And he concludes that the alchemist "had taken over the work of redeeming not man but God." [emphasis mine]

What the great depth psychologist was however not yet able to see, is the fact that this redemption of God must deal with processes in the human body or in the matter of the universe. This inability is also the deepest reason why he failed in finding a modern interpretation of the coniunctio, as he confessed himself in a letter of 1953 to Wolfgang Pauli:

"The problem of the coniunctio must be kept for the future; it is more than I can cope with, and my heart reacts if I exert myself too much along these lines. My essay on the ‚Der Geist der Psychologie’ [On the Nature of the Psyche] of 1946 [CW 8, § 343-442] resulted in a serious attack of tachycardia, and synchronicity brought on the rest." [AaA, p. 101]

Without this body-centered alchemical work, a redemption of the feminine aspect of the divine, of the Goddess or of the World Soul (see below) is however not possible. Further, we must accept that the realm of the World Soul, the unus mundus, is a layer behind or beyond the (Logos) Self, defined by Carl Jung. This realm I call the Eros Self, which is only observable by a renewed consciousness I define as the Eros ego (see section 10).

Since the year 1945 we know that this idea was also one of the most original in early Christianity. In that year, approximately 13 codices containing over fifty texts were discovered in Nag Hammadi in Egypt, which turned out to be original Christian Gnostic Gospels.

These texts, which are much older than the four canonical gospels of Matthew, Mark, Luke and John, describe a very different Jesus Christ than the one we know today. Further, they show that an important part of the new religion’s belief consisted in the idea of self redemption: It was man’s most important task to redeem his soul – and by this procedure also the World Soul (see below) – out of matter or of his own body. Especially the Ophites, the original Gnostic sect founded by Simon Magus (the antagonist of Simon Petrus), were permeated with this idea.

▶ [Entries supplied]
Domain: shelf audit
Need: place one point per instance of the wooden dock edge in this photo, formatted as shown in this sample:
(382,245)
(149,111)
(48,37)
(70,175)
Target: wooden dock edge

▶ [Exercises to complete]
1. From the alchemy passage, reproduce everything from "Since the year" down to "Christian Gnostic Gospels.".
2. Answer these from the alchemy passage:
(a) To whom was the 1953 letter about the coniunctio addressed?
(b) What name is given to the realm of the World Soul that lies behind the Self defined by Carl Jung?
(c) In what year were the codices found at Nag Hammadi?

▶ [Per-task outputs]
1.
Since the year 1945 we know that this idea was also one of the most original in early Christianity. In that year, approximately 13 codices containing over fifty texts were discovered in Nag Hammadi in Egypt, which turned out to be original Christian Gnostic Gospels.

2.
(a) Wolfgang Pauli
(b) The Eros Self
(c) 1945